START Supplied records
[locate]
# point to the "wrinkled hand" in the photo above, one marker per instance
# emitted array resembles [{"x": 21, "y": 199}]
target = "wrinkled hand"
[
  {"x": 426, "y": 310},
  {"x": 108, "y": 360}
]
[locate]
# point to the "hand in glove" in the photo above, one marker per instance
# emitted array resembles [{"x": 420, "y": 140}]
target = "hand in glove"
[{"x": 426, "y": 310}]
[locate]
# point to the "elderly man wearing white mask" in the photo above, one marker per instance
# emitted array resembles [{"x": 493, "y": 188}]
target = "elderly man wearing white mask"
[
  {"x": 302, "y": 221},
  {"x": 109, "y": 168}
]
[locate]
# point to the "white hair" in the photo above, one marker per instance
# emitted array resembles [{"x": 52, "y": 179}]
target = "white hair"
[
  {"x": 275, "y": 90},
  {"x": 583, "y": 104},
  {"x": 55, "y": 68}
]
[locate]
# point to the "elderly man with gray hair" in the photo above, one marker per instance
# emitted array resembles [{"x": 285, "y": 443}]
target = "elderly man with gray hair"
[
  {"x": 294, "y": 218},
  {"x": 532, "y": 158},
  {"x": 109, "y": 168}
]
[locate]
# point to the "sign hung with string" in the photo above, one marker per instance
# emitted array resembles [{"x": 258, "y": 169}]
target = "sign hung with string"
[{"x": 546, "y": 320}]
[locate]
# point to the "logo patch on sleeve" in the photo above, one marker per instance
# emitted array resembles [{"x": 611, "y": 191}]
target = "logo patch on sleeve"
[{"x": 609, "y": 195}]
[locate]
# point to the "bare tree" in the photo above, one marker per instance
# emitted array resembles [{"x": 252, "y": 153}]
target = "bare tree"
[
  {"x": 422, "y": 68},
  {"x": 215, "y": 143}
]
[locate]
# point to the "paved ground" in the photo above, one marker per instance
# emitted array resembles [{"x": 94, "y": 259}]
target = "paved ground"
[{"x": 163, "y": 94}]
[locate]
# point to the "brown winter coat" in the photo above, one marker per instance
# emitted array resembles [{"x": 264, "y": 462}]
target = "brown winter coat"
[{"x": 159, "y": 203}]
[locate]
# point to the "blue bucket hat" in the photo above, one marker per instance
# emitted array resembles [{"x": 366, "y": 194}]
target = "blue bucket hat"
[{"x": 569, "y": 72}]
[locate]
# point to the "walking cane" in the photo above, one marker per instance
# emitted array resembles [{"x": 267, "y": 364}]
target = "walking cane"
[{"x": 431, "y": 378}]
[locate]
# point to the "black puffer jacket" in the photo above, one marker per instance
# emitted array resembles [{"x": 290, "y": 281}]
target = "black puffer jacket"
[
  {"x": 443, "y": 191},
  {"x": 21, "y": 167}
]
END Supplied records
## Your assignment
Starting with the first line, give back the whole listing exactly.

## Result of this exercise
[locate]
# point to the "wrinkled hand" in the photo above, one marker per instance
# emitted array resembles [{"x": 21, "y": 199}]
target = "wrinkled hand"
[
  {"x": 426, "y": 310},
  {"x": 108, "y": 360}
]
[locate]
# point to the "hand in glove" in the photo above, one marker per instance
# emitted array resembles [{"x": 420, "y": 140}]
target = "hand in glove"
[{"x": 426, "y": 310}]
[locate]
# point to the "elderly man wearing white mask" in the photo above, one marker per instance
# emitted array resembles [{"x": 493, "y": 188}]
target = "elderly man wearing white mask"
[
  {"x": 302, "y": 221},
  {"x": 109, "y": 168}
]
[locate]
# point to the "white hair" in the photo above, one marker per instance
# emitted array resembles [{"x": 52, "y": 179}]
target = "white hair"
[
  {"x": 275, "y": 90},
  {"x": 583, "y": 104},
  {"x": 55, "y": 68}
]
[locate]
# point to the "elderly man with gray hair" in the photo above, one marker per instance
# emitted array resembles [{"x": 285, "y": 443}]
target = "elderly man with gray hair"
[
  {"x": 294, "y": 218},
  {"x": 532, "y": 158},
  {"x": 109, "y": 168}
]
[locate]
# point to the "sign hung with string" in the photo above, one marker per instance
# emitted array resembles [{"x": 258, "y": 169}]
target = "sign hung with string"
[{"x": 546, "y": 320}]
[locate]
# point to the "logo patch on sleeve" in the photo above, one marker per instance
# emitted array resembles [{"x": 611, "y": 191}]
target = "logo patch on sleeve"
[{"x": 609, "y": 195}]
[locate]
# point to the "bare tree" in the photo above, one marker per instance
# emitted array resembles [{"x": 252, "y": 153}]
target = "bare tree"
[
  {"x": 422, "y": 68},
  {"x": 215, "y": 143}
]
[locate]
# point to the "paved ground" in the photo above, one marker per instance
# emitted array resembles [{"x": 94, "y": 259}]
target = "paved ground"
[{"x": 163, "y": 94}]
[locate]
# point to the "brown winter coat" in the photo above, one marker per instance
# emitted array resembles [{"x": 264, "y": 462}]
target = "brown winter coat"
[{"x": 159, "y": 203}]
[locate]
# point to the "blue bucket hat" in the photo above, one marker per instance
# emitted array resembles [{"x": 366, "y": 194}]
target = "blue bucket hat"
[{"x": 569, "y": 72}]
[locate]
# point to the "walking cane" in the photo above, one marker per instance
# emitted array resembles [{"x": 267, "y": 364}]
target = "walking cane"
[{"x": 431, "y": 378}]
[locate]
# point to the "black puffer jacket" in the photo above, one marker per instance
# emitted array resembles [{"x": 290, "y": 281}]
target = "black puffer jacket"
[
  {"x": 443, "y": 191},
  {"x": 21, "y": 167}
]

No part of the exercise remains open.